To do
Exact duplicates of all the records are needed.

Available data
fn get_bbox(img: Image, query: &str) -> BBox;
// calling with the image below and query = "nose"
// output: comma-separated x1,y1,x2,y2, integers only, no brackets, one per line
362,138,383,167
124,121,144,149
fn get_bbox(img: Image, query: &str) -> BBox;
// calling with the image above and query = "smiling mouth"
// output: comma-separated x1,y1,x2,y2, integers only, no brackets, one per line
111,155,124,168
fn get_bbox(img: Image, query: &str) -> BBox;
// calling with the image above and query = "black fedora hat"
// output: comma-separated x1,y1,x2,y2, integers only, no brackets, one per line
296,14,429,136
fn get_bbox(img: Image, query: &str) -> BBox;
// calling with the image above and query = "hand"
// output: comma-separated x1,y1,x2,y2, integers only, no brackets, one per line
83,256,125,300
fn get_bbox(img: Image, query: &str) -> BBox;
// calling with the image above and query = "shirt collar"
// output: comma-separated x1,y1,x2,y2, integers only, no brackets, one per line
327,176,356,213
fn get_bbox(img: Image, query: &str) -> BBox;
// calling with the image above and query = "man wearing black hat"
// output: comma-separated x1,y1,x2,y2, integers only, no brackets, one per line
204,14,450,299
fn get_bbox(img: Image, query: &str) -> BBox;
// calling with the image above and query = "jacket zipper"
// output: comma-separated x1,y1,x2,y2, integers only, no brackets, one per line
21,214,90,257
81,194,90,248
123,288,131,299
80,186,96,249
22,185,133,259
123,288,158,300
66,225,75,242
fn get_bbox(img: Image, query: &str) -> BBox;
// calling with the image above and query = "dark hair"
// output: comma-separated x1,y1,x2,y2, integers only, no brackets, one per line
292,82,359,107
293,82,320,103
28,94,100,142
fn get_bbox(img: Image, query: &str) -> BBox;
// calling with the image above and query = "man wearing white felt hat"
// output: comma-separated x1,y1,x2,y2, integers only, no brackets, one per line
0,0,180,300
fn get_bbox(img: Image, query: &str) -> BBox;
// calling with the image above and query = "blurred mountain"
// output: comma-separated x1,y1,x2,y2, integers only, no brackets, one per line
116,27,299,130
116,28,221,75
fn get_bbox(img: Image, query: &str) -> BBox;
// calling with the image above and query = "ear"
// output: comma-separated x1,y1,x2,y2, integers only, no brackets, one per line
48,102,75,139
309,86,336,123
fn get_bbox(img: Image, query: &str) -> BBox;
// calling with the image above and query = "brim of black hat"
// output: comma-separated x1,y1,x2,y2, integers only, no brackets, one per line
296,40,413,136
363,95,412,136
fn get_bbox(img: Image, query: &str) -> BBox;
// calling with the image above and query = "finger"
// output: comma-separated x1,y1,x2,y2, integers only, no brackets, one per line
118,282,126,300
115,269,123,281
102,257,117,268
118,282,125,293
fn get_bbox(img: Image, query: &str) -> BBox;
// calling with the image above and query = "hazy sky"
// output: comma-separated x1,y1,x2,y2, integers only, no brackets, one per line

Response
fn get_bbox(img: Image, query: &str) -> BBox;
// calling with the image below and query = "nose"
// output: comma-separated x1,y1,x2,y2, integers only, no brackets, one per line
362,138,383,167
124,121,144,149
fn get_bbox(img: Image, query: &str) -> BBox;
// calling with the image above and query = "smiling mouth"
// output: comma-separated x1,y1,x2,y2, integers only, no brackets, one per line
111,155,124,168
fn get_bbox(img: Image, query: &str) -> BBox;
// calling with the image above and query = "black fedora hat"
// output: comma-separated x1,y1,x2,y2, integers only, no brackets, one per line
296,14,429,136
fn get_bbox(img: Image, query: &str) -> BBox;
// calling with the image above and query = "hand"
// output: comma-separated x1,y1,x2,y2, integers only, no brackets, one per line
83,256,125,300
fn get_bbox(img: Image, query: &str) -> BBox;
// calling with the image above and query = "shirt collar"
// output: comma-separated x1,y1,x2,y2, integers only, no brackets, one per line
327,176,356,213
fn get_bbox(img: Image, query: &str) -> BBox;
// calling with the image above and query = "man wearing black hat"
// output: comma-separated x1,y1,x2,y2, integers only, no brackets, one per line
204,14,450,299
fn get_bbox(img: Image, query: &str) -> BBox;
// calling with the image above and query = "jacket zipper"
// output: comma-separated x1,y1,x2,y2, integers only, no brackets, one per line
21,214,90,257
81,194,90,248
123,288,131,299
80,186,96,249
22,185,133,259
123,288,158,300
66,225,75,242
fn get_bbox(img: Image, query: &str) -> BBox;
// calling with the image above and query = "dark hair"
// output: comma-separated x1,y1,x2,y2, integers only, no brackets, one per line
292,82,359,107
293,82,320,103
28,94,100,142
fn get_bbox(img: Image, query: &str) -> BBox;
// calling with the image above and query = "man wearing white felt hat"
// output: comma-separated x1,y1,x2,y2, integers only, no brackets, one per line
0,0,180,300
fn get_bbox(img: Image, query: &str) -> BBox;
// calling with the image above and query = "blurred mountain"
// output: comma-separated x1,y1,x2,y2, integers only, no brackets, one per line
116,27,299,130
116,28,221,75
fn get_bbox(img: Image, query: &str) -> BBox;
// calling with the image above and query = "ear"
// output: comma-separated x1,y1,x2,y2, integers only, no brackets, one per line
48,102,75,139
309,86,336,123
fn get_bbox(img: Image, query: &str) -> BBox;
// calling with the image above and query = "brim of black hat"
// output: comma-separated x1,y1,x2,y2, integers only, no brackets, one per line
296,40,413,136
363,95,412,136
fn get_bbox(img: Image, query: &str) -> BBox;
// calling with the image above and query = "finger"
// output: comma-separated x1,y1,x2,y2, integers only, no brackets, one per line
118,282,126,300
115,269,123,281
102,257,117,268
118,282,125,293
fn get_bbox(img: Image, query: &str) -> BBox;
// calling with the image above and query = "hazy sky"
// output: comma-separated x1,y1,x2,y2, integers only, no brackets, one per line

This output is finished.